- **Reading passage**:
§

During the Apollo program he held several important management and leadership positions. He was the only indigenous native person on the control team. He served on the mission control team during Apollo 11's successful Moon landing. Elliott played an instrumental role in computing the trajectory and successful recovery back to Earth during the events of Apollo 13. His efforts during the events of the disaster awarded him the Presidential Medal of Freedom by Richard Nixon for his role in saving the lives of the three endangered astronauts.

Accomplishing his boyhood vision of landing men on the Moon, Elliott continued work at NASA for a total of four decades. Some of Elliott's personal papers during the Apollo era are held at the Oklahoma History Center.

==Personal life==
Elliott is fluent in the English, and proficient in Russian, Spanish, and Osage languages. His name "High Eagle" was given to him when he turned 41, by native elders. Elliott cites his mother and Albert Einstein as his personal heroes. He enjoys playing the guitar and Indian flute. His work in music has led to him performing in the National Symphony Orchestra in Washington, D.C. He has also played roles on the film Houston, We've Got a Problem, where he played himself, along with an appearance on the television show Walker, Texas Ranger.

In 1977, he was a founder/incorporator of the American Indian Science and Engineering Society, Inc., along with two other founders, George Thomas (Cherokee), and Alex Labadie (Osage). The society pursues further Native American involvement in the sciences. He is the founder and CEO of High Eagle Technologies, Inc, a native company dedicated to cancer research and treatment with patented technology he was awarded in 2019.

Mr. Elliott authored the Congressional legislation for Native American Awareness Week, 1976, for the first historic week of observance for the American Indian in the history of the United States. The legislation was passed by the U.S. Congress and signed into law by President Gerald R. Ford.

==Awards and recognition==
- Cherokee Medal of Honor
- Navajo Medal of Honor
- Presidential Medal of Freedom
- Medal of Honor Award, highest national honor bestowed by The National Society of the Daughters of the American Revolution, for high ethical conduct and contributions to humanity, 1991.
- State of Tennessee Special Proclamation by Governor and Tennessee Legislature honoring meritorious achievements in science, music and contributions to humanity, February 7, 2007.
- Ely Samuel Parker Award, highest honor bestowed by the American Indian Science & Engineering Society (AISES), Inc., for lifetime career achievements and community service.
- Bausch and Lomb National Science Award.
- Science and Engineering National Achievement Award, presented by the American Indian Art and Cultural Exchange, 1976.
- National Chairperson, Native American Awareness Week, October 10–16, 1976. He authored congressional legislation signed by President Gerald R. Ford.
- Bronze Halo Award by the Southern California Motion Picture Council for outstanding contributions to humanity, 1983.
- Special Achievement Award by the National Aeronautics and Space Administration Lewis Research Center (now Glenn Research Center), Cleveland, Ohio, for meritorious achievements, and exceptional contributions to research, planning, organization and conduct of responsibilities relating to space and technology programs. 1978.
- Group Achievement Award by NASA Langley Research Center, 1981.
- National Science Spectrum Trailblazer Award, 2006, for significant, quantifiable, personal impact on industry and their communities in maintaining a powerful position of influence regarding public policy.
- Sequoyah Fellow Honor, American Indian Science & Engineering Society, 2003
- Teacher Award, presented by the American Indian Science & Engineering Society, Inc., 2004
- Science Spectrum Trailblazers Award, presented by Science Spectrum Magazine, 2006
- Oklahoma 2011 Indian Elder Distinguished Honoree, bestowed by the American Assoc. of Retired, for outstanding achievements/contributions to his tribe, community and state, 2011
- Poet Laurette, Nominated for distinction of State of Oklahoma, Poet Laurette, 2017
- NWC Hall of Fame, inducted November 1, 2019, Oklahoma City, Oklahoma 2019
- Nominated for the Technical Excellence Award, American Indian Science & Engineering Society, Inc., 2020.

§

- **Activities**:
1. Output the stretch of the Elliott biography from "- Bausch and" through "Cultural Exchange, 1976.".
2. Answer these questions from the Elliott biography:
(a) In what year was Elliott a founder of the American Indian Science and Engineering Society?
(b) Which president signed the Native American Awareness Week legislation into law?
(c) Where are some of Elliott's personal papers from the Apollo era held?
3. Name every language the Elliott biography says he is fluent or proficient in.
The entries that follow the Elliott biography were taken from a separate source.

§

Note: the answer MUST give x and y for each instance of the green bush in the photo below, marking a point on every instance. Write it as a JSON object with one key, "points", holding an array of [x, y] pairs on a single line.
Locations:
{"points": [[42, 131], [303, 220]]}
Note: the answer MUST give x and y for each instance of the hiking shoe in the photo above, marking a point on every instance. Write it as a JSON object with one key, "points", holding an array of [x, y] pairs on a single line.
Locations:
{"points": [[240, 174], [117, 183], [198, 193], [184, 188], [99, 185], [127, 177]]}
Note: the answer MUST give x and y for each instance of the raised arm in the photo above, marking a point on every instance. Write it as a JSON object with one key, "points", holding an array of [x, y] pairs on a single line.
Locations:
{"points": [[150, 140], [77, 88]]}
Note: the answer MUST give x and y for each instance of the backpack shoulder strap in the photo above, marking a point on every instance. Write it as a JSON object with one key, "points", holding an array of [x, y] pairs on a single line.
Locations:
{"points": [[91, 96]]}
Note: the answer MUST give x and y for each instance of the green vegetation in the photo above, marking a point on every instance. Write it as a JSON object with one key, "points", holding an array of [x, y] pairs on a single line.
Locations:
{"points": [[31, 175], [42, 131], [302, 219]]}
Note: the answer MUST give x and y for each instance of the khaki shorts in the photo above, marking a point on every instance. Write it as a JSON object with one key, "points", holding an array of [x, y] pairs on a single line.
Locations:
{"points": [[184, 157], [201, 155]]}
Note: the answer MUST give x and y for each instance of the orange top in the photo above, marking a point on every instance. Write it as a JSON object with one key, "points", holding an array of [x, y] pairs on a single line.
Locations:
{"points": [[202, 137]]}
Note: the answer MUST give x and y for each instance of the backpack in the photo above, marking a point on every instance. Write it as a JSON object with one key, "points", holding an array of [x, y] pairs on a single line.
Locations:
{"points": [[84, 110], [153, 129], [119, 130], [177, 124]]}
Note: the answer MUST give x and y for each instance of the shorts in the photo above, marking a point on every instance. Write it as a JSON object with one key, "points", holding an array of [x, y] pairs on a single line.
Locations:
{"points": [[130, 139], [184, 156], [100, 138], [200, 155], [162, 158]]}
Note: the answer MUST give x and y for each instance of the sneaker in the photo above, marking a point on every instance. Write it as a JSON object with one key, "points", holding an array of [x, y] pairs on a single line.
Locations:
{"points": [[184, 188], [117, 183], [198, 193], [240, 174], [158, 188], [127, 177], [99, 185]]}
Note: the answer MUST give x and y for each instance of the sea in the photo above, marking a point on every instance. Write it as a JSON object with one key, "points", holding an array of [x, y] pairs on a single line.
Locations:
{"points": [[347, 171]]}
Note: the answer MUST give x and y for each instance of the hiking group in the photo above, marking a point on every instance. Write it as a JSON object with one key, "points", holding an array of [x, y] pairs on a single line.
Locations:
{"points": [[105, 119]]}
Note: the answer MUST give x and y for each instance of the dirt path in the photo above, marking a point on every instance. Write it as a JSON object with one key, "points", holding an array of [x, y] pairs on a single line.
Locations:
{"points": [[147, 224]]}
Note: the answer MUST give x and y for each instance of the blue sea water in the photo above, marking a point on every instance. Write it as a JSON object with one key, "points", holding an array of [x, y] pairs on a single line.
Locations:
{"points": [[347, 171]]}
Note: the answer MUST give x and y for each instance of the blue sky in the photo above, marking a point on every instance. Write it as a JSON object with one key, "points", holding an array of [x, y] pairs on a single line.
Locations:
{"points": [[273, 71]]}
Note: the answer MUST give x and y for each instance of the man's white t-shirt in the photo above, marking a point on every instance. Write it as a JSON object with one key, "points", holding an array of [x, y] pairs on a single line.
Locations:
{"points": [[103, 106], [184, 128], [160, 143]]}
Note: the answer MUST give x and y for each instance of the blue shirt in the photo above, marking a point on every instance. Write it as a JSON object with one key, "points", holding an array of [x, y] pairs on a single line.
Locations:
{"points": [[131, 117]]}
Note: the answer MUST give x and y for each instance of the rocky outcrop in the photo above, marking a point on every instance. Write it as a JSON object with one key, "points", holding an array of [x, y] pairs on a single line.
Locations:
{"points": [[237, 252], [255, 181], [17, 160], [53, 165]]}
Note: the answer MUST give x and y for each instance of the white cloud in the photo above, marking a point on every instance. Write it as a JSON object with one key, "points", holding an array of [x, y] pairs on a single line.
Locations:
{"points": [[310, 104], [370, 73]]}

§

- **Answers to the exercises**:
1.
- Bausch and Lomb National Science Award.
- Science and Engineering National Achievement Award, presented by the American Indian Art and Cultural Exchange, 1976.

2.
(a) 1977
(b) Gerald R. Ford
(c) The Oklahoma History Center

3. English, Russian, Spanish, Osage